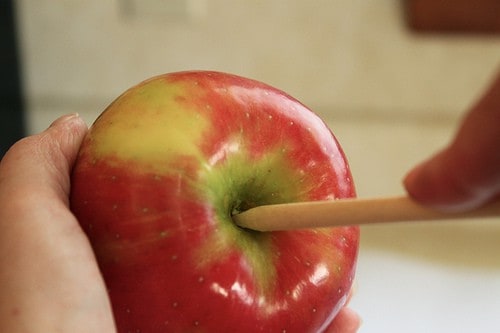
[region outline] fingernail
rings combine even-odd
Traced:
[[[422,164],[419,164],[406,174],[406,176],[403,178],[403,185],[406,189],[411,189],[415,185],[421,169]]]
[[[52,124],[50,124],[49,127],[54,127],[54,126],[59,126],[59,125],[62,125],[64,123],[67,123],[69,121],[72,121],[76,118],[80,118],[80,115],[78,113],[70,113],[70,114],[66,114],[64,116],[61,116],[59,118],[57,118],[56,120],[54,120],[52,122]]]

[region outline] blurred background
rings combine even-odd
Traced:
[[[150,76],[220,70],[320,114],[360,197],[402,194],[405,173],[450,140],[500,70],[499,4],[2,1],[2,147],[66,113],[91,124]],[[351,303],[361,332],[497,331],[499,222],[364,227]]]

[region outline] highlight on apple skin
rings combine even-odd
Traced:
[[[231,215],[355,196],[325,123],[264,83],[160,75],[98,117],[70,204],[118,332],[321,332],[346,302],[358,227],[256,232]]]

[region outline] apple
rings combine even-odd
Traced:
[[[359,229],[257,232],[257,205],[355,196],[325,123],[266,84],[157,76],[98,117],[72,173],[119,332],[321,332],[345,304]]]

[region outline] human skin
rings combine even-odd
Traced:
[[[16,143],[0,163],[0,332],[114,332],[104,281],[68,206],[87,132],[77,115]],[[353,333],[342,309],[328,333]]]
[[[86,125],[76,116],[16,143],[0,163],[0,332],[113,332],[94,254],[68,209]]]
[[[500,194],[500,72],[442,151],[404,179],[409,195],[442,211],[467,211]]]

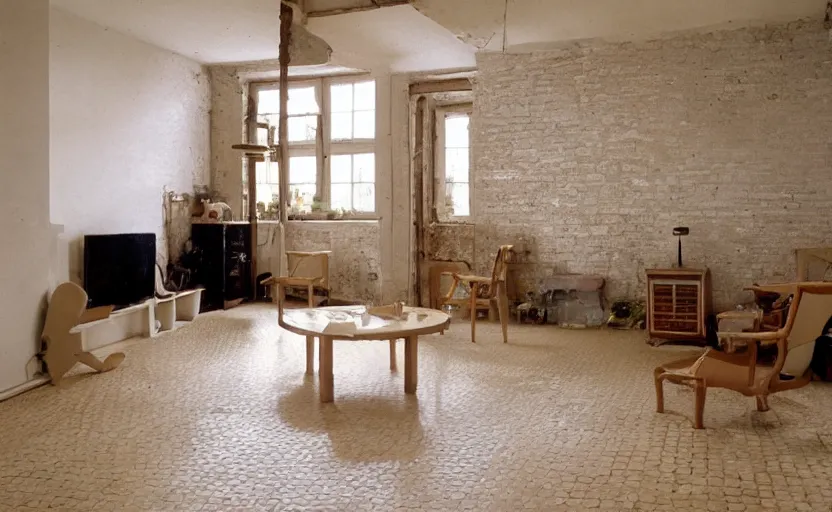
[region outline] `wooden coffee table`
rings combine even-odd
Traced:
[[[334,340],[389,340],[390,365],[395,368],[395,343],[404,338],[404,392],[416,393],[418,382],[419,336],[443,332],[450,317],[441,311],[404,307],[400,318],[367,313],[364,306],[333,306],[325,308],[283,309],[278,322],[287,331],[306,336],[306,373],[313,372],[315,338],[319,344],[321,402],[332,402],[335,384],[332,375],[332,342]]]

*-*-*

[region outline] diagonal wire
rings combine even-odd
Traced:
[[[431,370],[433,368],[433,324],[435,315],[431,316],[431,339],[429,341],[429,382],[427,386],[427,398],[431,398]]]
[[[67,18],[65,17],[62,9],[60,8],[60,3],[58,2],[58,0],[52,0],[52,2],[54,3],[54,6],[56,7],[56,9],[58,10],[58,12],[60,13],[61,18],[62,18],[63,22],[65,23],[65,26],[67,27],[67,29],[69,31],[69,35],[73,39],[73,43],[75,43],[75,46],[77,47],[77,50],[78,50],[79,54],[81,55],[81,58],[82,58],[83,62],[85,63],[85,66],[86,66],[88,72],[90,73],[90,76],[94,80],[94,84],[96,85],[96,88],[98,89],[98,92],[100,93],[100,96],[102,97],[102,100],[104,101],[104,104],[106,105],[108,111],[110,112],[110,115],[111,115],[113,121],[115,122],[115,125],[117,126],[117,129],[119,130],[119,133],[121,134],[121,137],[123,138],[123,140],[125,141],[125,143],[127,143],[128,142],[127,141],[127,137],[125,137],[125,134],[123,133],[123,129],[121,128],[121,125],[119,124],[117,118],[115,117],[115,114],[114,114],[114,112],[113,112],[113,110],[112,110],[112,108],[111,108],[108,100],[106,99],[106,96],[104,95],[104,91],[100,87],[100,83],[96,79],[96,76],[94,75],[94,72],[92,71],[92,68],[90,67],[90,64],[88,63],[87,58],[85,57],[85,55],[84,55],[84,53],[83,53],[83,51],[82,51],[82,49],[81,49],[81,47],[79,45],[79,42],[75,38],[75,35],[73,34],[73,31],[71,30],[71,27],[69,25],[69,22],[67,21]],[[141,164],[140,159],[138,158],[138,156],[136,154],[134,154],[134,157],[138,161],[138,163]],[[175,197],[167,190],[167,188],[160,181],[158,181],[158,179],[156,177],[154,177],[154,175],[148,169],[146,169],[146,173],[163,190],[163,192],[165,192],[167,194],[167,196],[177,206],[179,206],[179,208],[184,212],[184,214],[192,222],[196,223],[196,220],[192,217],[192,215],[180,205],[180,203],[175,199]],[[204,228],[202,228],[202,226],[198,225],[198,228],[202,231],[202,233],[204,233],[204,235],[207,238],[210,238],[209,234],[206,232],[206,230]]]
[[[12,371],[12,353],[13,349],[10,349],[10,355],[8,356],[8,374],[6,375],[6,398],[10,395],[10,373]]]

*-*-*

Filter the material above down to the lines that hold the word "skin".

ANSWER BELOW:
[region outline] highlight on apple skin
[region outline] human skin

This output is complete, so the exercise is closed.